- **WHAT TO PRODUCE**
Please give the listing again, word for word, with nothing left out.

- **ITEMS**
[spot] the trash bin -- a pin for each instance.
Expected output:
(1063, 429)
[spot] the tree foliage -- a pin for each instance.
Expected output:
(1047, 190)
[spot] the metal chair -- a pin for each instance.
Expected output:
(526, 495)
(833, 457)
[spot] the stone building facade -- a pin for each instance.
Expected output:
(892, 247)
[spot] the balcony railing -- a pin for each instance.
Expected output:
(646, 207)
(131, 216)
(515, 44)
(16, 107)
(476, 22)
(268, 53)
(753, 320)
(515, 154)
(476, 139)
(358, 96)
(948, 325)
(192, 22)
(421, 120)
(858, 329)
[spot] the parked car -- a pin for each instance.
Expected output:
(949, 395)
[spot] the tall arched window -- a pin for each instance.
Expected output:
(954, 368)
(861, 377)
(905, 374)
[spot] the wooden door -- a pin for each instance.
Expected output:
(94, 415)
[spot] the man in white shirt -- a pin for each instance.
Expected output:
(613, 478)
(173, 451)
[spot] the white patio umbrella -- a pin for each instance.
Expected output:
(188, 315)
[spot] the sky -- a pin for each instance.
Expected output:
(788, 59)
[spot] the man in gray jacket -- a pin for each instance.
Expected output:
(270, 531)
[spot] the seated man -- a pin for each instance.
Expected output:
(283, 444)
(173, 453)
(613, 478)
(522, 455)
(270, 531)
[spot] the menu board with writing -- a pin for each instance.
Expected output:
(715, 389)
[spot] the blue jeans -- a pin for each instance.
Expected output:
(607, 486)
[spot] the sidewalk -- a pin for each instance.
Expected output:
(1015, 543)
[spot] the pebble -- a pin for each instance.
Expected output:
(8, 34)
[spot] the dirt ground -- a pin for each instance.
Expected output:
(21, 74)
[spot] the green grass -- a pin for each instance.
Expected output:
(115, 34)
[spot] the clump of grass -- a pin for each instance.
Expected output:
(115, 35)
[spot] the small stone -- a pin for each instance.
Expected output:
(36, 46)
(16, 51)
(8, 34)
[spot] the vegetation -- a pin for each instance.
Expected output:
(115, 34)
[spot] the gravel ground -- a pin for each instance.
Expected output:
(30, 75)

- **TASK OUTPUT**
[spot] the trash bin -- a pin for each instance.
Expected output:
(1063, 429)
[spot] the tree foliage -- a pin for each instance.
Expected output:
(1047, 190)
[spot] the metal chair -- a pin for each instance.
Expected output:
(526, 495)
(833, 457)
[spot] the stone building facade -- a pin for each instance.
Expected output:
(892, 247)
[spot] the balcony railing -- a pin for each instance.
Expected output:
(646, 207)
(131, 216)
(515, 44)
(16, 107)
(476, 22)
(268, 53)
(753, 320)
(515, 154)
(476, 139)
(358, 96)
(948, 325)
(192, 22)
(421, 120)
(858, 329)
[spot] the parked car -- a pin for each instance.
Expected output:
(949, 395)
[spot] the tall arched window -- a pin for each instance.
Expected output:
(954, 368)
(861, 377)
(905, 374)
[spot] the wooden door -- a pin for each instance.
Expected output:
(94, 415)
[spot] the man in white shirt -- a pin for each instance.
Expected output:
(613, 478)
(173, 451)
[spot] the white patio umbrella -- a pin for each instance.
Expected output:
(188, 315)
[spot] the sky -- a pin for each instance.
Expected output:
(788, 59)
[spot] the man in gray jacket -- a pin for each instance.
Expected output:
(270, 531)
[spot] the seated man -- a pin for each instance.
Expected output:
(283, 444)
(173, 453)
(613, 478)
(522, 455)
(270, 531)
[spot] the menu board with writing -- a pin for each instance.
Expected output:
(715, 389)
[spot] the blue jeans -- a pin for each instance.
Expected output:
(607, 486)
[spot] the sidewalk -- a pin for each instance.
Expected output:
(1015, 543)
[spot] the pebble -- a pin for each instance.
Expected output:
(8, 34)
[spot] the dirt ground -- a pin for each instance.
Expected output:
(21, 74)
[spot] the green grass -- a pin for each instance.
Expected output:
(115, 34)
[spot] the clump of grass -- a pin for each instance.
Expected output:
(115, 35)
[spot] the small stone -- a pin for each instance.
Expected output:
(36, 46)
(16, 51)
(8, 34)
[spot] the vegetation -- a pin for each instance.
Expected output:
(115, 34)
[spot] the gravel ground -- a pin for each instance.
Expected output:
(30, 75)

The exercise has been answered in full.